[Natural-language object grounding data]

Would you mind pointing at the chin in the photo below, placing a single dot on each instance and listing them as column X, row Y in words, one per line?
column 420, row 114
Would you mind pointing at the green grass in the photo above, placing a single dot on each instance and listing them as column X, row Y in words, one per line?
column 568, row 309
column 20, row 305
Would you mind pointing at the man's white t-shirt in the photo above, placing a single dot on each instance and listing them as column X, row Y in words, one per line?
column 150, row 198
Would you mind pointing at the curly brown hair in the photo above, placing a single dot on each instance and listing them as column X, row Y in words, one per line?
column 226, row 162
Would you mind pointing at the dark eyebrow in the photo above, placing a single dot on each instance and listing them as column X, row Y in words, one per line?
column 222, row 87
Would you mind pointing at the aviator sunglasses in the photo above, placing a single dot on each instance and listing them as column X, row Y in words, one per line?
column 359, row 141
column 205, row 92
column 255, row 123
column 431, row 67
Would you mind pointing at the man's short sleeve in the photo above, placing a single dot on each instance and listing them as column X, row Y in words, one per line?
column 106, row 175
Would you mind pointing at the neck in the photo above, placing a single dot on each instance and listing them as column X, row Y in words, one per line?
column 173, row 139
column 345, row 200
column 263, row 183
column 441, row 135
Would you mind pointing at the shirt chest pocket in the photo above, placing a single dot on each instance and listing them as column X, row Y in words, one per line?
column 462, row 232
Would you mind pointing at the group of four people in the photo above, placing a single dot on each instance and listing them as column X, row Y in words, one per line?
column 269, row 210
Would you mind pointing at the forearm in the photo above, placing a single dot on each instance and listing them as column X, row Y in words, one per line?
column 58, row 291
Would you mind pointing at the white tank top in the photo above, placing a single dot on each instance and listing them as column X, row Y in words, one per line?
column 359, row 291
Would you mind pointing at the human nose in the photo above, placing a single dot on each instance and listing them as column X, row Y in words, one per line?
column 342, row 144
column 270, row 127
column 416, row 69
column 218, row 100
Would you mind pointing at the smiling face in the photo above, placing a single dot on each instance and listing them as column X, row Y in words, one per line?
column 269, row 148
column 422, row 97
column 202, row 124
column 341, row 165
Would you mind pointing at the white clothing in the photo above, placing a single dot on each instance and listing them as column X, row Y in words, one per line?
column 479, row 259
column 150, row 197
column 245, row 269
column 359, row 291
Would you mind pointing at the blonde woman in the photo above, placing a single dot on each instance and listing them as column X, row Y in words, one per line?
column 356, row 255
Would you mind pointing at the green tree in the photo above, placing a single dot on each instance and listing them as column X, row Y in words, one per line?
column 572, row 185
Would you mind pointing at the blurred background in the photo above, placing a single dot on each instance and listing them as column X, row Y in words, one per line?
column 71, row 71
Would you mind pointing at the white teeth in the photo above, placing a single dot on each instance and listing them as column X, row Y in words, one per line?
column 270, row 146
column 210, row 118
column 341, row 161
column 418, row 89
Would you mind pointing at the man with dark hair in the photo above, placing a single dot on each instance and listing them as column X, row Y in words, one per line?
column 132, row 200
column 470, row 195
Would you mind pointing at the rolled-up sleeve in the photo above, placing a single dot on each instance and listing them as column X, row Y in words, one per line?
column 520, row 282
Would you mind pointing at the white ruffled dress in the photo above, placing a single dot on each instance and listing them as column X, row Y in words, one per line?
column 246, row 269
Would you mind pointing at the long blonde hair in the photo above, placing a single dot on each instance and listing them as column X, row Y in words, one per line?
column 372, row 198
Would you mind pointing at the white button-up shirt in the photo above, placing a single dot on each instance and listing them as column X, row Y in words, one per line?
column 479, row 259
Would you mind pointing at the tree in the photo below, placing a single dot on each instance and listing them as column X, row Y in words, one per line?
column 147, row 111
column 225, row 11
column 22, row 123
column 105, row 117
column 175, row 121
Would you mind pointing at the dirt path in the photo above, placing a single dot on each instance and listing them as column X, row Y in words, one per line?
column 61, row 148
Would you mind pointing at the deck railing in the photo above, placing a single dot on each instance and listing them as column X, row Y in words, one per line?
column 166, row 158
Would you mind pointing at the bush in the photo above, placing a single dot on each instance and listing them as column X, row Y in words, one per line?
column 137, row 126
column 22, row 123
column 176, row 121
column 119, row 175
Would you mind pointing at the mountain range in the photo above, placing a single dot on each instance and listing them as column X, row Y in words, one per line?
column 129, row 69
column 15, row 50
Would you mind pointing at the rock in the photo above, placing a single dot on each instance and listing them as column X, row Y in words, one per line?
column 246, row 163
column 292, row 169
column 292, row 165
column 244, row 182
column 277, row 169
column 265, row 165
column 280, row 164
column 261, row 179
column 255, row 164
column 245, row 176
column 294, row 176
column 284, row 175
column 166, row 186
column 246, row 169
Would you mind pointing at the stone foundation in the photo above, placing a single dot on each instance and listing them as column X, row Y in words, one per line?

** ACTIVITY **
Write out each line of the data above again, exactly as given.

** PROBLEM SOLUTION **
Would you mind pointing at the chin in the photo below, placing a single dot on each instance and listing them as column X, row Y in words, one per line?
column 420, row 114
Would you mind pointing at the green grass in the photo above, placing a single dot on each instance and listing them as column X, row Y in words, one per line?
column 568, row 309
column 20, row 305
Would you mind pointing at the man's white t-shirt in the photo above, placing a single dot on each instance and listing them as column X, row Y in words, one per line?
column 150, row 198
Would you mind pointing at the curly brown hair in the photo above, placing a single dot on each instance and listing them as column X, row Y in words, one per line?
column 226, row 162
Would you mind pointing at the dark eyebrow in the photo above, placing a single dot on each instance and listing them as column X, row Y in words, one per line?
column 222, row 87
Would you mind pointing at the aviator sunglasses in the photo above, placing a single dot on each instance and listing them as column X, row Y in words, one per line?
column 359, row 141
column 205, row 92
column 255, row 123
column 431, row 67
Would you mind pointing at the man's short sleeve in the photo above, placing a single dot on each instance and listing them as column X, row Y in words, one per line?
column 106, row 175
Would you mind pointing at the neck in the photo above, placing a single dot on each instance and listing them as column X, row Y in words, one per line?
column 173, row 139
column 345, row 200
column 263, row 183
column 441, row 135
Would you mind pointing at the shirt chest pocket in the photo above, placing a single dot on each instance and listing them as column X, row Y in words, one per line?
column 462, row 232
Would you mind pointing at the group of four people in the photo above, placing a single dot on each instance and listing them as column X, row Y in words, one per line?
column 269, row 210
Would you mind pointing at the forearm in the photo above, placing a single dot on each instance and listing them as column X, row Y in words, one per line?
column 58, row 291
Would you mind pointing at the white tank top in the photo above, placing a single dot on each instance and listing them as column X, row Y in words, one per line?
column 359, row 291
Would you mind pointing at the human nose in the photo above, placing a single dot on each instance and listing them as column X, row Y in words, one per line?
column 342, row 144
column 270, row 127
column 416, row 69
column 218, row 100
Would you mind pointing at the smiling face in the photo above, placing a single dot on each instance and listing them as column X, row Y in words, one per line?
column 269, row 148
column 422, row 97
column 202, row 124
column 341, row 165
Would you mind pointing at the white clothing in the photo above, placing a single dot on each instance and listing them as column X, row Y in words, one per line?
column 479, row 259
column 150, row 197
column 245, row 269
column 359, row 291
Would you mind pointing at the blonde woman in the photo above, placing a single dot on each instance and listing them as column X, row Y in words, one per line?
column 356, row 255
Would you mind pointing at the green tree in the photo above, placing a single dot on each instance and listing them as column X, row Y in words, one per line?
column 572, row 185
Would you mind pointing at the blurred background in the photo above, placing a single dot on each instance and listing them as column X, row Y in words, one per line?
column 71, row 71
Would you mind pointing at the white teeth in the photo above, placing a single dot on each instance and listing them as column X, row Y in words, one per line?
column 270, row 146
column 210, row 118
column 341, row 161
column 418, row 89
Would you mind pointing at the man with dark hair in the photo above, placing a single dot on each instance and listing them as column X, row Y in words, one per line?
column 132, row 200
column 470, row 195
Would you mind pointing at the rolled-up sleeve in the photo above, placing a single dot on each instance and listing them as column X, row Y in words, one per line?
column 520, row 282
Would you mind pointing at the white ruffled dress in the photo above, placing a single dot on each instance and listing them as column X, row Y in words, one per line?
column 246, row 269
Would you mind pointing at the long blonde hair in the photo above, placing a single dot on each instance and listing them as column X, row Y in words, one per line?
column 372, row 198
Would you mind pointing at the white button-up shirt in the photo above, placing a single dot on each instance and listing them as column X, row Y in words, one per line?
column 479, row 259
Would you mind pointing at the tree in the photo below, placing a single dot on each instance and listing them as column X, row Y in words, one per line?
column 147, row 111
column 225, row 11
column 22, row 123
column 105, row 117
column 175, row 121
Would you mind pointing at the dirt path in the photo above, placing a single dot on each instance and listing them as column X, row Y in words, one per line?
column 61, row 148
Would you mind pointing at the deck railing in the photo above, placing a single dot on each instance and listing them as column X, row Y in words, one per line?
column 166, row 158
Would you mind pointing at the bush in the photo above, placing a single dot on each instance and listing them as column X, row Y in words, one per line?
column 137, row 126
column 22, row 123
column 176, row 121
column 119, row 175
Would you mind pointing at the mountain range in the photo above, placing a single dot on each instance and listing them as column X, row Y in words, one per line?
column 129, row 69
column 15, row 50
Would you mind pointing at the rock in the photo above, placing a single dot on each instance and listing them as column X, row Y in words, one per line?
column 246, row 163
column 292, row 169
column 292, row 165
column 244, row 182
column 277, row 169
column 265, row 165
column 280, row 164
column 261, row 179
column 255, row 164
column 245, row 176
column 294, row 176
column 284, row 175
column 166, row 186
column 246, row 169
Would you mind pointing at the stone foundation in the photo above, placing a single dot on each instance and listing them as column X, row Y in words, one per line?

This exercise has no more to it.